* _Task_
Set down the data below in full and exactly, minus the pictures.

* _Given information_

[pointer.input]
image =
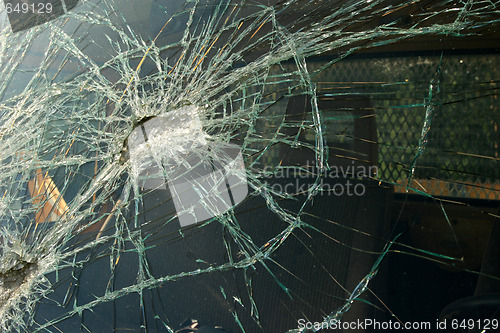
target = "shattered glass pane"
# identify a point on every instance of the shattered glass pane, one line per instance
(249, 166)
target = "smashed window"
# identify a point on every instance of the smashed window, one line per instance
(273, 166)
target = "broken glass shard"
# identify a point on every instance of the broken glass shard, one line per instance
(205, 178)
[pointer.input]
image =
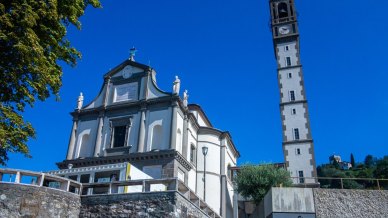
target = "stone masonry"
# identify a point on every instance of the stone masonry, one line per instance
(350, 203)
(17, 200)
(151, 204)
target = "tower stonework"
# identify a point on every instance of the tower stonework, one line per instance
(297, 143)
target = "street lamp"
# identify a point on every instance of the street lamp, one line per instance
(204, 152)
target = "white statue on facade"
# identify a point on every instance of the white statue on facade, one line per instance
(80, 101)
(185, 98)
(176, 86)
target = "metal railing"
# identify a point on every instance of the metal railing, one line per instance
(146, 186)
(343, 183)
(39, 179)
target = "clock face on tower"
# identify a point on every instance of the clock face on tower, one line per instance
(284, 30)
(126, 72)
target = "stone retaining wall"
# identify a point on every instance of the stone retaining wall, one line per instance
(17, 200)
(350, 203)
(151, 204)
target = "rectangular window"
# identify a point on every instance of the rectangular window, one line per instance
(181, 175)
(192, 154)
(125, 92)
(301, 176)
(119, 129)
(154, 171)
(288, 61)
(292, 95)
(296, 134)
(119, 133)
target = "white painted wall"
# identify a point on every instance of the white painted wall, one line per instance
(159, 117)
(299, 162)
(213, 161)
(293, 121)
(291, 84)
(292, 52)
(90, 128)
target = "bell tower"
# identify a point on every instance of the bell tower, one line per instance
(297, 143)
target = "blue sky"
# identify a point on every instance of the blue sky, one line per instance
(223, 53)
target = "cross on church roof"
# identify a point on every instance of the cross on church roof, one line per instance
(132, 53)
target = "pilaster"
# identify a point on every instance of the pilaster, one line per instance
(70, 150)
(140, 147)
(99, 134)
(174, 111)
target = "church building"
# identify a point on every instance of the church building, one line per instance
(134, 130)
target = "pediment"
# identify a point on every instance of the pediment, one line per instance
(126, 69)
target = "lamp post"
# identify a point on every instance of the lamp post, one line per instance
(204, 152)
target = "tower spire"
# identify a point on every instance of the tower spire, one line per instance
(297, 143)
(132, 53)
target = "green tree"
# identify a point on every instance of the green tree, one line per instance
(254, 181)
(32, 44)
(381, 171)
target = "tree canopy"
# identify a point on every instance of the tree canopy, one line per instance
(32, 44)
(254, 181)
(371, 168)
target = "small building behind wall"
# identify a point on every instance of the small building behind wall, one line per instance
(133, 130)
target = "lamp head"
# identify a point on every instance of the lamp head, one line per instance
(204, 150)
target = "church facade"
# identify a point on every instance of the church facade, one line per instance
(133, 130)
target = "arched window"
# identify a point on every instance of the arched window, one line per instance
(157, 137)
(229, 172)
(179, 141)
(283, 10)
(85, 149)
(192, 153)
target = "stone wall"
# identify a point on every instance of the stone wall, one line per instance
(350, 203)
(17, 200)
(151, 204)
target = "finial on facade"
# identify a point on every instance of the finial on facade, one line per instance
(185, 98)
(132, 53)
(80, 101)
(176, 86)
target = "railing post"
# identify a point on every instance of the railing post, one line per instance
(68, 186)
(143, 188)
(17, 177)
(41, 179)
(80, 189)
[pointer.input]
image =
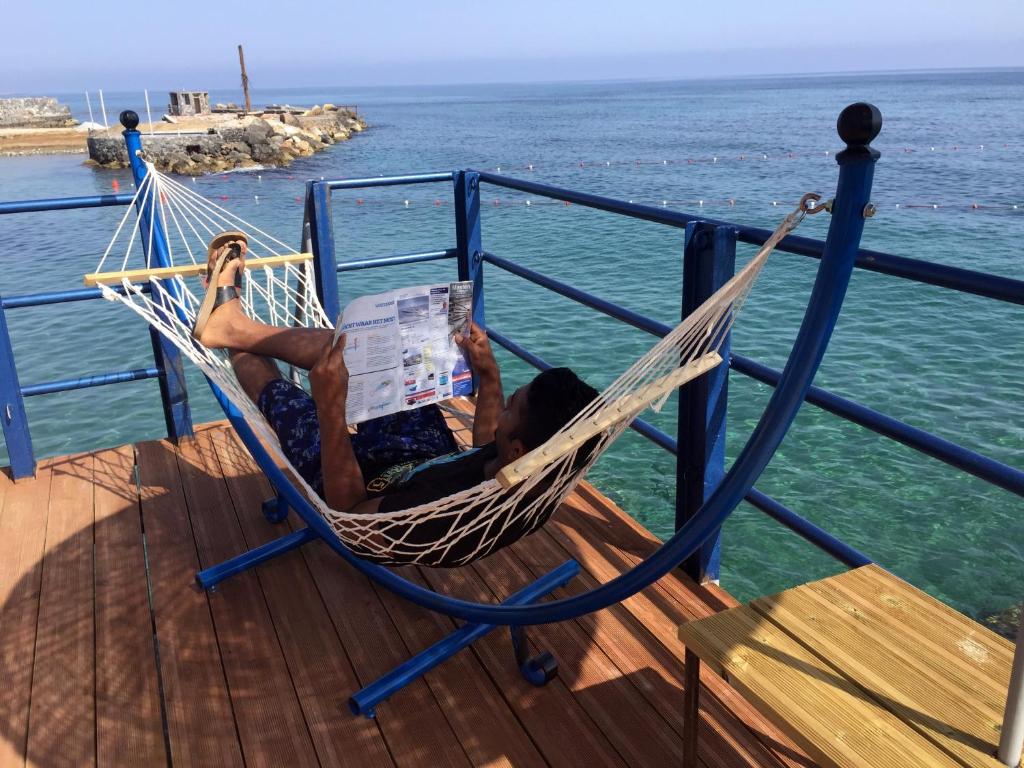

* _Solution to this problem_
[pointer.input]
image =
target = "shattered glass pane"
# identify a point on every instance of the shattered glass pane, one line per instance
(249, 166)
target = "smashed window"
# identify a point on every instance of the smashed window, one line per instance
(273, 166)
target = "broken glass shard"
# identify a point on every instance of the broken glass shard, one line per instance
(205, 178)
[pointer.input]
image =
target = "stone masonry"
# identify a point on every instance of the stone masonry, one line per instance
(350, 203)
(17, 200)
(151, 204)
target = "tower stonework"
# identify a point on every instance of the tower stonework, one line per instance
(297, 143)
target = "street lamp"
# identify a point on every instance of the street lamp, one line per instance
(204, 152)
target = "white statue on facade"
# identify a point on every instance of the white statue on facade, one line per instance
(80, 101)
(185, 98)
(176, 86)
target = "metal railing"
# identify a point on every instance of the metal railing, one line per instance
(146, 186)
(343, 183)
(39, 179)
target = "clock face on tower"
# identify a point on every instance of the clock face on tower, one line per instance
(284, 30)
(126, 72)
target = "stone retaining wall"
# identify a point on every instance of the stone retaining wall, one line per instance
(17, 200)
(350, 203)
(151, 204)
target = "rectangular window"
# identify a point on every instance of the rectangular window, one line per instance
(181, 175)
(192, 154)
(125, 92)
(301, 176)
(119, 129)
(154, 171)
(288, 61)
(292, 95)
(296, 134)
(119, 133)
target = "white painted wall"
# identify a point on every instance of the white painted wall, one line per instance
(159, 117)
(299, 162)
(213, 161)
(293, 121)
(291, 84)
(292, 52)
(90, 128)
target = "bell tower"
# identify a point on every instance of the bell tower, one line per instance
(297, 143)
target = "blue sky"
# identify a point on every instance of the blue sky, one line per instance
(223, 53)
target = "cross on church roof"
# identify a point on every instance of the cross on church roof, one line per instance
(132, 53)
target = "pilaster"
# identify a point on every instance of the pilaster, one line per instance
(70, 150)
(140, 147)
(99, 134)
(174, 111)
target = "church building"
# identify a point on every instance of the church building, one line per instance
(134, 130)
target = "pediment"
# identify a point on every instance of the pediment, one line per instance
(126, 69)
target = "lamp post"
# identify a point on every instance of the lamp post, one line per instance
(204, 152)
target = "tower spire"
# identify a point on every instance of the tower spire, one line per instance
(297, 143)
(132, 53)
target = "green tree"
# identify a point on every instance of the green tree, one line per instance
(254, 181)
(32, 44)
(381, 171)
target = "tree canopy"
# identify a point on every instance of the tree canopy, one line per instance
(32, 44)
(254, 181)
(371, 168)
target = "small building behind wall"
# identify a point on every instance of the small building behind wall, one line per instance
(133, 130)
target = "lamp head"
# identify a point on every instance of the lamp head, one line per instance
(204, 150)
target = "church facade"
# identify a point on every instance of the church facade, one line per instance
(133, 130)
target = "arched window"
# identify a point on every instance of the arched window, one line per instance
(157, 137)
(229, 172)
(179, 141)
(283, 10)
(85, 149)
(192, 153)
target = "stone wall"
# identify a point on every instance of the stone wall, one line per instance
(350, 203)
(17, 200)
(151, 204)
target = "finial on facade"
# identify a point on every instance of the finial on facade, one line per instance
(185, 98)
(132, 53)
(80, 101)
(176, 86)
target = "railing post"
# identify a point on every instance of the railing post, one line per instance
(68, 186)
(143, 188)
(17, 177)
(41, 179)
(80, 189)
[pointer.input]
image =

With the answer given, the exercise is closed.